— Problem statement —
Quote every line of the data below word for word, leaving nothing out and changing nothing.

□ □ □ □

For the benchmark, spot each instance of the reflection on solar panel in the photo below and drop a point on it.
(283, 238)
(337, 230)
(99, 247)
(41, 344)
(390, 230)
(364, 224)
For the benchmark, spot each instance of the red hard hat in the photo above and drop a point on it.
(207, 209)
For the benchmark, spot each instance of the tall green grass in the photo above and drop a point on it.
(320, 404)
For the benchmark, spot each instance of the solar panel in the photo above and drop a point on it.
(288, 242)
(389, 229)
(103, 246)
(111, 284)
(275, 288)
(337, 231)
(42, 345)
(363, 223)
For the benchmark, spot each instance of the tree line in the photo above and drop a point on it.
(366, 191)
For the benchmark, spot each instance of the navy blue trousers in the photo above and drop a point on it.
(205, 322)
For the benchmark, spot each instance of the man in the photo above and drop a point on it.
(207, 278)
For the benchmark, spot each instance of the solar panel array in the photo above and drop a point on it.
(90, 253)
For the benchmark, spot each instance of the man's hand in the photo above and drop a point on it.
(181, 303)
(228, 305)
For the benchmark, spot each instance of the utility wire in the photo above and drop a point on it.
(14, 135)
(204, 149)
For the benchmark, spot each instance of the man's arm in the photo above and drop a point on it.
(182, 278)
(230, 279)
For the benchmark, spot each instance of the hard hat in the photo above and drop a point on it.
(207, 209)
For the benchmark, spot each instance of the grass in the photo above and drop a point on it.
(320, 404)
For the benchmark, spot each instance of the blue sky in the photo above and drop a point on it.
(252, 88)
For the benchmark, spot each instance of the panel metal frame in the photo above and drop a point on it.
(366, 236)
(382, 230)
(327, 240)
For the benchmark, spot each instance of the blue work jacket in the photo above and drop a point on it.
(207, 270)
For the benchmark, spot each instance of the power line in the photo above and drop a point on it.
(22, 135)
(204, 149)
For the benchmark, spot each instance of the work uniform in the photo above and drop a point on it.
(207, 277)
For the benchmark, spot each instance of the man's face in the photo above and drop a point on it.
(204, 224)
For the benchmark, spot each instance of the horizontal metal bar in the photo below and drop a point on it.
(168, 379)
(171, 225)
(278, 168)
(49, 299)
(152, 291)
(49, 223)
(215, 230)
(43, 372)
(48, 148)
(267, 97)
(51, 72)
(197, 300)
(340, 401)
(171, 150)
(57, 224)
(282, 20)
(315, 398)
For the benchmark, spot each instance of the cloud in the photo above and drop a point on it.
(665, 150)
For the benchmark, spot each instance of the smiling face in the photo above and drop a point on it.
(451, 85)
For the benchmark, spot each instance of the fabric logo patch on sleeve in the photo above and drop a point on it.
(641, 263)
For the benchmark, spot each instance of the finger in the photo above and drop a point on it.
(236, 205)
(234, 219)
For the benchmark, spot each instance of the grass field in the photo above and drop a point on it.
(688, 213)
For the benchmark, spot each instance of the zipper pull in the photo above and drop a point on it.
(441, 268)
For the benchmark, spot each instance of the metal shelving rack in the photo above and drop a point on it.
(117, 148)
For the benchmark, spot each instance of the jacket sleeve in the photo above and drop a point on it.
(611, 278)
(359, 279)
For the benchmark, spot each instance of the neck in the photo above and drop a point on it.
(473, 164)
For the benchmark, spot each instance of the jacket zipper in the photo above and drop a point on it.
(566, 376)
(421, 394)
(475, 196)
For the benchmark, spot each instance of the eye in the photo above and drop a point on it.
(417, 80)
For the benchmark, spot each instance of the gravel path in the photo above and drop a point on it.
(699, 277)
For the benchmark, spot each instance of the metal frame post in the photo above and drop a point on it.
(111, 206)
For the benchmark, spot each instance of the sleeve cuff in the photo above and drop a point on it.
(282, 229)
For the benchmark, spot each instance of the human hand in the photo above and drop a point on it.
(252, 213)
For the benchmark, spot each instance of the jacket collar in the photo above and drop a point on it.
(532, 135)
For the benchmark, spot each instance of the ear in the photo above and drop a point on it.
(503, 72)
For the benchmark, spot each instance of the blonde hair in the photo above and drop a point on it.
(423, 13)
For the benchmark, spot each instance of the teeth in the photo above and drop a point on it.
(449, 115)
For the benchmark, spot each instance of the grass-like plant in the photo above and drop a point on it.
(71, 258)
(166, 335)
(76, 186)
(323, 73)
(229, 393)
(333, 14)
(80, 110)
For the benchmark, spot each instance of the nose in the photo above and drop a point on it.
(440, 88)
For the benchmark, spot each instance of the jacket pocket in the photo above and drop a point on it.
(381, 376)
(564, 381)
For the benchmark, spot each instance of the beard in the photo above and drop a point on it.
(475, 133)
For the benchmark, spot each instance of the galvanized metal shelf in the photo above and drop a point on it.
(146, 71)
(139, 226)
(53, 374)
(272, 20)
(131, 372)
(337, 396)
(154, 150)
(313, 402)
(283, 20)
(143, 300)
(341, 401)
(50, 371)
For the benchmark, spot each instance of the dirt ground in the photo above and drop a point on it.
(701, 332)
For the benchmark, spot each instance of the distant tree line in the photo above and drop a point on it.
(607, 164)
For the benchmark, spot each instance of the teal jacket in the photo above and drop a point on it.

□ □ □ □

— Result below —
For the benchmark, spot each instance of the reflection on solar panel in the photo below and drop a point on it.
(283, 238)
(337, 230)
(99, 247)
(41, 344)
(390, 230)
(364, 224)
For the benchmark, spot each instance of the red hard hat in the photo above and drop a point on it.
(207, 209)
For the benchmark, spot each instance of the tall green grass in the photo above and drop a point on it.
(320, 404)
For the benchmark, spot each instance of the solar panel in the photo above and drop a point on it.
(288, 242)
(389, 229)
(103, 246)
(111, 284)
(275, 288)
(337, 231)
(42, 345)
(363, 223)
For the benchmark, spot each instance of the tree line in the photo above and drop a point on it.
(366, 191)
For the benchmark, spot each instance of the navy blue trousers in the photo above and drop a point on it.
(205, 322)
For the benchmark, spot each instance of the man in the photo above and drop a point on it.
(207, 278)
For the benchmark, spot each instance of the solar panel array in the photo above and drop a point on it.
(90, 253)
For the benchmark, spot each instance of the man's hand in the photo above and drop a point on it.
(181, 303)
(228, 305)
For the benchmark, spot each instance of the utility wire in the photo above and drop a point on it.
(14, 135)
(204, 149)
For the benchmark, spot each instance of the man's arm in the photo above and drop a point on it.
(182, 278)
(230, 279)
For the benchmark, spot each instance of the hard hat in the photo above and drop a point on it.
(207, 209)
For the benchmark, spot each instance of the grass in the photo above and drop a point on it.
(320, 404)
For the benchmark, spot each instance of the blue sky in the photo above and drop a point on it.
(252, 88)
For the benchmark, spot each instance of the panel metal frame in the photo above and drop a point on it.
(366, 236)
(382, 230)
(327, 240)
For the benchmark, spot each instance of the blue work jacket in the photo above and drop a point on it.
(207, 270)
For the benchmark, spot each instance of the power line in the photo above and drop a point on it.
(22, 135)
(204, 149)
For the benchmark, spot each instance of the work uniform in the photo above and drop a point on it.
(207, 277)
For the benchmark, spot each instance of the man's face in the photo above and drop a point on it.
(204, 224)
For the benchmark, spot each instance of the horizontal metal bar in the photo below and drop a point on it.
(168, 379)
(171, 225)
(278, 168)
(49, 299)
(152, 291)
(49, 223)
(215, 230)
(43, 372)
(48, 148)
(267, 97)
(51, 72)
(197, 300)
(340, 401)
(171, 150)
(57, 224)
(282, 20)
(315, 398)
For the benchmark, spot each instance of the cloud in the photo above and drop a point on it.
(665, 150)
For the benchmark, spot each instance of the smiling face in the photo above and drop a point on it.
(451, 85)
For the benchmark, spot each instance of the fabric logo patch on sleeve in the photo above and drop a point on it.
(641, 263)
For the benchmark, spot each instance of the finger in the photo above and drop a point on it.
(236, 205)
(234, 219)
For the benchmark, spot each instance of the grass field in the photo above and drop a point on it.
(688, 213)
For the benchmark, spot each instance of the zipper pull in the photo above and drop a point on it.
(441, 268)
For the benchmark, spot each instance of the metal shelving rack in the photo above and drop a point on it.
(117, 148)
For the benchmark, spot each instance of the jacket sleeve in the photo above and drop a point on it.
(611, 278)
(359, 279)
For the benchmark, spot each instance of the neck in the photo above and drop a point on it.
(473, 164)
For the benchmark, spot each instance of the jacket zipper in the photo above and drop a point on it.
(566, 376)
(421, 394)
(475, 196)
For the benchmark, spot each instance of the eye in the photo above and drop a point on it.
(417, 80)
For the benchmark, spot each instance of the gravel path in the photo above and drop a point on it.
(699, 277)
For the benchmark, spot each instance of the metal frame post in the photo above and drop a point on it.
(111, 206)
For the benchmark, spot each instance of the sleeve cuff in the photo above and drop a point on it.
(282, 229)
For the benchmark, spot each instance of the human hand in the photo above and drop a point on it.
(252, 213)
For the benchmark, spot each instance of the jacket collar in the photo above and drop a point on it.
(532, 135)
For the benchmark, spot each instance of the ear in the photo above and drop a point on it.
(503, 72)
For the benchmark, spot each instance of the blonde hair in the photo above and drop a point on it.
(423, 13)
For the benchmark, spot each instance of the teeth in the photo above and drop a point on it.
(449, 115)
For the benchmark, spot each instance of the grass-like plant in the photo above and drop a point on it.
(71, 258)
(166, 335)
(76, 186)
(323, 73)
(229, 393)
(333, 14)
(80, 110)
For the benchmark, spot each instance of the nose in the photo above and drop a point on it.
(440, 88)
For the benchmark, spot each instance of the jacket pocket in the photo above and drop a point on it.
(381, 376)
(564, 381)
For the benchmark, spot each instance of the beard in the photo above and drop a point on it.
(475, 133)
For the benchmark, spot each instance of the galvanized metal shelf in the photo above and drop a point on it.
(146, 71)
(139, 226)
(53, 374)
(272, 20)
(131, 372)
(337, 396)
(154, 150)
(313, 402)
(283, 20)
(143, 300)
(341, 401)
(50, 371)
For the benchmark, spot each instance of the dirt ground in the photo above and drop a point on it.
(701, 332)
For the benchmark, spot each instance of the distant tree line in the photo above and drop a point on it.
(607, 164)
For the benchmark, spot each instance of the teal jacket in the photo above and drop a point on it.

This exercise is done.